EXERCISE DETAILS
Omit all pictures, then print the entries exactly.

-------- DATA RECORDS

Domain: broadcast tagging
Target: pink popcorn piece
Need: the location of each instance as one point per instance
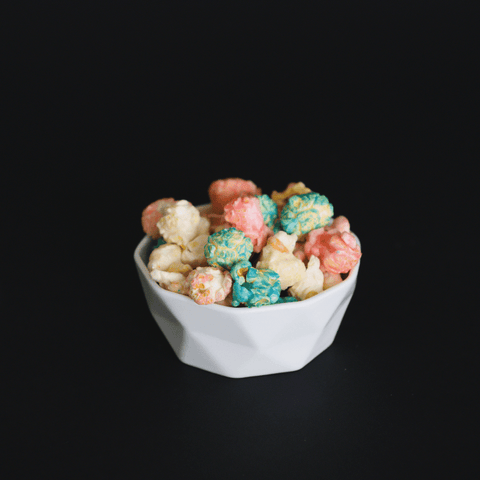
(244, 214)
(338, 251)
(224, 191)
(152, 214)
(206, 288)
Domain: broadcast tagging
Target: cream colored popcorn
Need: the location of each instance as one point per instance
(181, 223)
(167, 269)
(331, 279)
(194, 254)
(164, 256)
(173, 281)
(277, 256)
(203, 227)
(312, 282)
(206, 285)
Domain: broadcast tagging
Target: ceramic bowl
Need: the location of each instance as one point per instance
(245, 342)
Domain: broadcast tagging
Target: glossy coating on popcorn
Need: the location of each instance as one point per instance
(306, 212)
(224, 191)
(206, 285)
(254, 287)
(312, 282)
(338, 251)
(293, 188)
(286, 300)
(194, 253)
(227, 247)
(171, 281)
(182, 223)
(244, 214)
(163, 256)
(277, 256)
(152, 214)
(166, 268)
(331, 279)
(269, 210)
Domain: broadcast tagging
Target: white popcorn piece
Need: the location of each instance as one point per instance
(277, 256)
(194, 254)
(166, 268)
(312, 282)
(180, 224)
(172, 281)
(206, 285)
(203, 227)
(331, 279)
(163, 256)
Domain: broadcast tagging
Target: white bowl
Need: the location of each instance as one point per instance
(245, 342)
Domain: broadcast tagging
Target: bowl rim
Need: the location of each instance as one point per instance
(241, 310)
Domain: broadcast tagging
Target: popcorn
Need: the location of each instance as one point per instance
(166, 268)
(269, 210)
(292, 189)
(182, 223)
(254, 287)
(244, 214)
(207, 253)
(227, 247)
(277, 256)
(331, 279)
(164, 256)
(194, 253)
(312, 282)
(338, 251)
(222, 192)
(206, 285)
(306, 212)
(152, 214)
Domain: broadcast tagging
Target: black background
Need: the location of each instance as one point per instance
(112, 105)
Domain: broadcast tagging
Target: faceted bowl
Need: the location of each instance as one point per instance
(245, 342)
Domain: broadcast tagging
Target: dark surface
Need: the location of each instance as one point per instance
(116, 105)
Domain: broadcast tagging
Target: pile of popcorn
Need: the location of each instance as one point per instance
(249, 249)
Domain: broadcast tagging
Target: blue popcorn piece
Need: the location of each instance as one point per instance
(269, 210)
(277, 226)
(306, 212)
(254, 287)
(227, 247)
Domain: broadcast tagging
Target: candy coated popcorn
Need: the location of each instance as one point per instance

----------------

TASK RESULT
Domain: broadcast tagging
Target: pink popcorn piece
Need: the location of each instance as one point per instance
(244, 214)
(338, 251)
(224, 191)
(152, 214)
(206, 288)
Domain: broadcast tagging
Target: cream colored popcorn
Need: the location of each instance as one point per instance
(181, 223)
(167, 269)
(331, 279)
(194, 254)
(164, 256)
(173, 281)
(277, 256)
(203, 227)
(312, 282)
(206, 285)
Domain: broadcast tagging
Target: ceramic bowl
Need: the location of each instance as one point per instance
(245, 342)
Domain: broadcast tagging
Target: glossy coating on popcorn
Need: the location of each instance as one point per instance
(306, 212)
(224, 191)
(206, 285)
(254, 287)
(312, 282)
(338, 251)
(293, 188)
(286, 300)
(194, 253)
(227, 247)
(171, 281)
(182, 223)
(244, 214)
(163, 256)
(277, 256)
(152, 214)
(166, 268)
(331, 279)
(269, 210)
Domain: broadcast tagging
Target: white popcorn piece
Need: the location of each instance as one point per instance
(277, 256)
(194, 254)
(166, 268)
(312, 282)
(180, 224)
(172, 281)
(206, 285)
(203, 227)
(331, 279)
(163, 256)
Domain: broadcast tagging
Target: white bowl
Need: the location of each instance as one point per instance
(245, 342)
Domain: broadcast tagging
Target: bowl rim
Need: the location of each instance as one point per instance
(241, 310)
Domain: broadcast tagging
Target: popcorn
Need: the location of each instance as one point per instance
(166, 268)
(269, 210)
(292, 189)
(182, 223)
(254, 287)
(244, 214)
(207, 253)
(227, 247)
(277, 256)
(331, 279)
(164, 256)
(194, 253)
(312, 282)
(338, 251)
(222, 192)
(206, 285)
(306, 212)
(152, 214)
Domain: broadcast tagging
Target: black background
Need: the location of each instance as one point per instance
(112, 105)
Domain: broadcast tagging
Target: faceted bowl
Need: the location of each instance as one point per instance
(245, 342)
Domain: broadcast tagging
Target: dark surface
Need: the location of each instance as one point per instance
(116, 105)
Domain: broadcast tagging
Target: pile of popcorn
Need: the location of each instance as one point per instance
(249, 249)
Domain: broadcast tagging
Target: blue popcorn piece
Need: the location of each instance as one point per instance
(269, 210)
(277, 226)
(306, 212)
(254, 287)
(227, 247)
Domain: broadcast tagging
Target: candy coated popcorn
Need: the location of each instance as one point per instance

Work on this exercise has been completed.